*** Supplied entries Section Begins ***
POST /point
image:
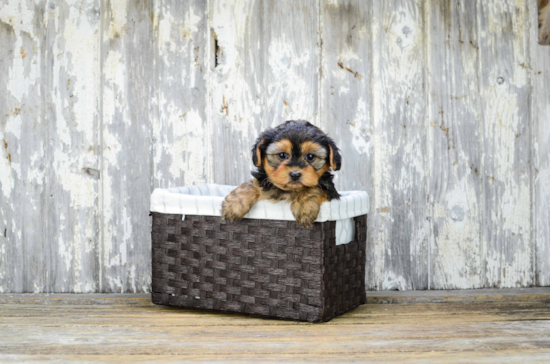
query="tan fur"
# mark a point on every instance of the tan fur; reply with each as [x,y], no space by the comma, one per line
[331,158]
[259,154]
[240,201]
[309,146]
[305,197]
[306,205]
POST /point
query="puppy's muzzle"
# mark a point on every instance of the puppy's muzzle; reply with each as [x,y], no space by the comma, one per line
[295,176]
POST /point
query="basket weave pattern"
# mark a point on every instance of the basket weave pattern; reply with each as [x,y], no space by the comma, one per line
[267,268]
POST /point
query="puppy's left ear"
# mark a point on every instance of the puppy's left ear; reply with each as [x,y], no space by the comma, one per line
[335,159]
[257,152]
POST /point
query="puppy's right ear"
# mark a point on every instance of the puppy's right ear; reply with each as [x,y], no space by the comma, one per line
[257,152]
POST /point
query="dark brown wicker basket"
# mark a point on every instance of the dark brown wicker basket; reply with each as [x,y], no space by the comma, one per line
[269,268]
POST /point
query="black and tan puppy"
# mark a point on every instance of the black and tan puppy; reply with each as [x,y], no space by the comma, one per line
[293,162]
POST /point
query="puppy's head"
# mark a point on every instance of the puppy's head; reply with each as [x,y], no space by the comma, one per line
[295,155]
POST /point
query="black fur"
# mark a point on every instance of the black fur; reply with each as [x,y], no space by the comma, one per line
[297,132]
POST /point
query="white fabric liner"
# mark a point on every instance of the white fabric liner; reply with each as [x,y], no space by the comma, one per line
[207,200]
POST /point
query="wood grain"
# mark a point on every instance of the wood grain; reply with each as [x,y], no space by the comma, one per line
[24,253]
[540,104]
[442,332]
[236,84]
[400,217]
[455,132]
[543,21]
[126,84]
[180,124]
[345,92]
[505,92]
[440,109]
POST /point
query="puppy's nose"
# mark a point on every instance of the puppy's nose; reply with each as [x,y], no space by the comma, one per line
[295,175]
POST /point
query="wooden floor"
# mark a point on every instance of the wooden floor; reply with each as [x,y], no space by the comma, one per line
[483,326]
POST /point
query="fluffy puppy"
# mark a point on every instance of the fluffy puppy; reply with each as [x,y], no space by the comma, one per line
[293,164]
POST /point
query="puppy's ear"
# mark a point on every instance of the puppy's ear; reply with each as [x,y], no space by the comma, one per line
[257,152]
[335,159]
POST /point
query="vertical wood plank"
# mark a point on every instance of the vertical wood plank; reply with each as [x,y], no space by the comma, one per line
[24,243]
[236,87]
[540,74]
[543,21]
[346,99]
[181,128]
[70,80]
[398,257]
[505,100]
[127,77]
[456,189]
[264,71]
[291,61]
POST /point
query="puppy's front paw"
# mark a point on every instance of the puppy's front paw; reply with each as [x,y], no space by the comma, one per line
[239,202]
[306,212]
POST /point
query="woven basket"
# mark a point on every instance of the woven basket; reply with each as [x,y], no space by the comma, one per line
[271,268]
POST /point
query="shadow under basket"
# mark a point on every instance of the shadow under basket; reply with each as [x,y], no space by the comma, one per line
[270,268]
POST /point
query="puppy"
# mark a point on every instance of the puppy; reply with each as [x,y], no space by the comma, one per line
[293,164]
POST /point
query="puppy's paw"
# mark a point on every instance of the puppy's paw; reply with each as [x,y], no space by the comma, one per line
[305,212]
[239,202]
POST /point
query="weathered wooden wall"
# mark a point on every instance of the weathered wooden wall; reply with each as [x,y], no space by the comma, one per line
[441,108]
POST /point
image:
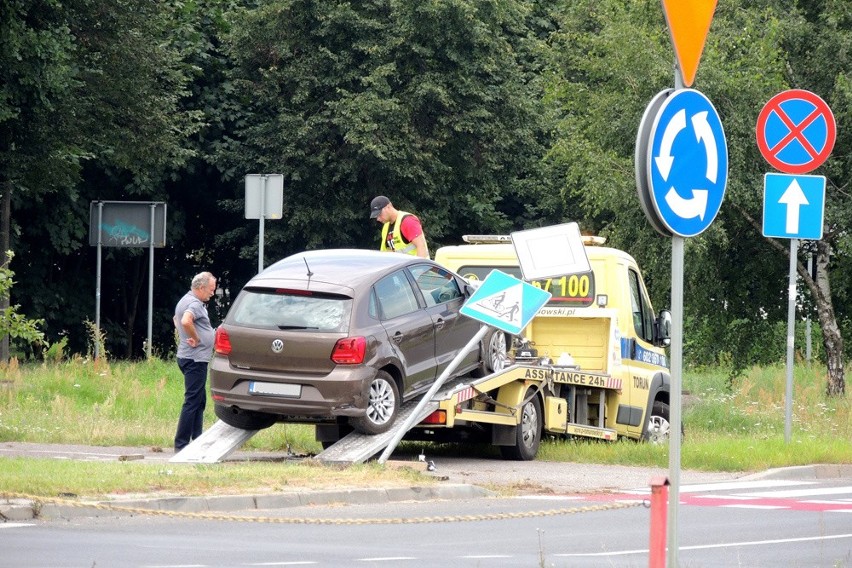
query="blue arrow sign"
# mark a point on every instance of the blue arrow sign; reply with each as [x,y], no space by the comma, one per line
[793,206]
[687,163]
[505,302]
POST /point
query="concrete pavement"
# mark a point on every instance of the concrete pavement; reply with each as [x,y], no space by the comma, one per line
[457,478]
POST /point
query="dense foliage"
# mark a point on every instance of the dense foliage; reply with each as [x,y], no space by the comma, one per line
[483,116]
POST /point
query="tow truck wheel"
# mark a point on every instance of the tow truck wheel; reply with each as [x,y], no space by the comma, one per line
[658,424]
[382,406]
[244,419]
[528,433]
[494,353]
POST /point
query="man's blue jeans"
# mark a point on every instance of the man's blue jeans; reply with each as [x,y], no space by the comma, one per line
[191,421]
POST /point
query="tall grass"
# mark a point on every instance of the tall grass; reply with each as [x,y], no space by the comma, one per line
[83,401]
[729,425]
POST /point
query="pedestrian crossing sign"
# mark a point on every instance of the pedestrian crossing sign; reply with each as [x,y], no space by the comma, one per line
[504,302]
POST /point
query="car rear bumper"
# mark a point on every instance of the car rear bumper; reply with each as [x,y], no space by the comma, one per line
[342,392]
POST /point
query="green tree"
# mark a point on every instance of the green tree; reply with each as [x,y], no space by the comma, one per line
[13,323]
[432,104]
[610,59]
[90,108]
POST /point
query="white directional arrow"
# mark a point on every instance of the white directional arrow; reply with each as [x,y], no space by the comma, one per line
[704,132]
[794,198]
[665,159]
[695,206]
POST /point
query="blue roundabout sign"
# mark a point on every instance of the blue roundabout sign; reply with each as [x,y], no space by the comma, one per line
[687,163]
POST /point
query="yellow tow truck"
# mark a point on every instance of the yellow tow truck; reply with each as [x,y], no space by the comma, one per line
[591,363]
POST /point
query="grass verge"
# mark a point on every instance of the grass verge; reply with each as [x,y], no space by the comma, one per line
[729,425]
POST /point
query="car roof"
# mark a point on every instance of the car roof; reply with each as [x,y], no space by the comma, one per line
[332,269]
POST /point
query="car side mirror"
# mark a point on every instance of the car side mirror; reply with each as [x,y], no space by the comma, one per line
[663,329]
[470,287]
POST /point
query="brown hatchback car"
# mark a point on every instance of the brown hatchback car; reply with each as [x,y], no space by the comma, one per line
[339,337]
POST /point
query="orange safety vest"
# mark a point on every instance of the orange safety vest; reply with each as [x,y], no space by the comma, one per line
[397,244]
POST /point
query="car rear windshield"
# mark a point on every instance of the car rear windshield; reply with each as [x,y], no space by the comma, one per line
[292,309]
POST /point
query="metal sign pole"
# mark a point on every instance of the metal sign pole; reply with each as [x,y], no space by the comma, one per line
[260,223]
[150,284]
[98,282]
[675,403]
[808,349]
[791,335]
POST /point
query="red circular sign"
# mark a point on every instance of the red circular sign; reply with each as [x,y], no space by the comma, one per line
[796,131]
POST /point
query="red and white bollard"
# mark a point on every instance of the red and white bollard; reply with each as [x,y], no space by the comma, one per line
[659,507]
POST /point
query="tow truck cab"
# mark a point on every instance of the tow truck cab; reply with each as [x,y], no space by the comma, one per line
[599,328]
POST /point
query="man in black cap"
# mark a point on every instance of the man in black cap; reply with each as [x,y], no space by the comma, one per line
[401,231]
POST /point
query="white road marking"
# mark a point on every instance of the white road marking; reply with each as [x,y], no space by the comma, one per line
[710,546]
[803,492]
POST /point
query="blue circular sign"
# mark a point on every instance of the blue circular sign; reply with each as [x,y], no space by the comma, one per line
[687,163]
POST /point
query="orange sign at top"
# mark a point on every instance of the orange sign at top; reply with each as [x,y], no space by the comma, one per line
[689,22]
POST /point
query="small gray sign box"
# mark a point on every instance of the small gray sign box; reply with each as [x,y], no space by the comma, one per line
[127,224]
[271,200]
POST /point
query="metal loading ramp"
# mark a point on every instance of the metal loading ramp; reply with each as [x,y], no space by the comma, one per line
[214,445]
[358,448]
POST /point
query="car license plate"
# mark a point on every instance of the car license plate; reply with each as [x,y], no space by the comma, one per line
[276,389]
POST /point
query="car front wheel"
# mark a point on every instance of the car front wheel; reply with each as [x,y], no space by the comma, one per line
[494,353]
[658,424]
[382,406]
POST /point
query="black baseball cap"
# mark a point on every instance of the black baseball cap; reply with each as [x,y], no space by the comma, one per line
[377,204]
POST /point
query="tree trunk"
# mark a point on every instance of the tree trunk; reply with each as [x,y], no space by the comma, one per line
[821,292]
[831,338]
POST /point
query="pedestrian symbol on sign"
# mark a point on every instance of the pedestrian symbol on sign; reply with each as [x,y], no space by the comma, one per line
[505,306]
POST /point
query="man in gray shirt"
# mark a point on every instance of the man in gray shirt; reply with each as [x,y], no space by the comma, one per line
[194,351]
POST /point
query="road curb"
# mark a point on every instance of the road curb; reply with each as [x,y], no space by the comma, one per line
[22,509]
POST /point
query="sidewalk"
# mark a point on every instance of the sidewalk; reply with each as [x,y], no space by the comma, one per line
[458,478]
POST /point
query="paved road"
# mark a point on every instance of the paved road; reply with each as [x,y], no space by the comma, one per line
[459,478]
[524,477]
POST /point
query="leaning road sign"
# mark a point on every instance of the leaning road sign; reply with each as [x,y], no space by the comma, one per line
[504,302]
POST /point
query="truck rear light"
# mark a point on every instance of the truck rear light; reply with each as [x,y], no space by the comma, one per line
[437,417]
[222,345]
[349,351]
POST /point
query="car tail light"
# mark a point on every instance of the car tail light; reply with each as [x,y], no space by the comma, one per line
[437,417]
[349,351]
[222,345]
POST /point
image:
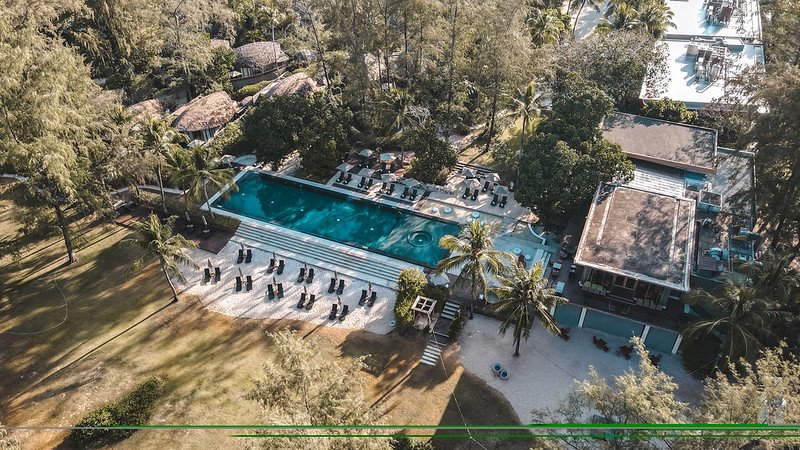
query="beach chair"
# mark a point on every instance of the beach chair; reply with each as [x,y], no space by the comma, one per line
[340,289]
[334,310]
[363,297]
[345,310]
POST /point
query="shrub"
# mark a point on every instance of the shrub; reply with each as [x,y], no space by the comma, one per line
[133,409]
[410,284]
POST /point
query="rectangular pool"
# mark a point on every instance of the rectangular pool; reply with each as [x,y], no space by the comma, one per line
[331,215]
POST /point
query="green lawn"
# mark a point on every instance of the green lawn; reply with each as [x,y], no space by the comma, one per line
[116,330]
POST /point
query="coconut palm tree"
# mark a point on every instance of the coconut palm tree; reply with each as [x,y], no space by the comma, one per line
[473,253]
[158,242]
[743,319]
[162,140]
[195,169]
[525,298]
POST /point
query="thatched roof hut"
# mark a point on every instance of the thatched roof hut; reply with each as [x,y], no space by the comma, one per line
*** Supplied entries Section Ends ***
Exercise objective: Scan the records for the word "thatched", and copy each line where it is found.

Answer:
query="thatched roof hut"
# mark a point on every instance of the thatched roof hut; reply with each as [x,y], no space by the comma, one per line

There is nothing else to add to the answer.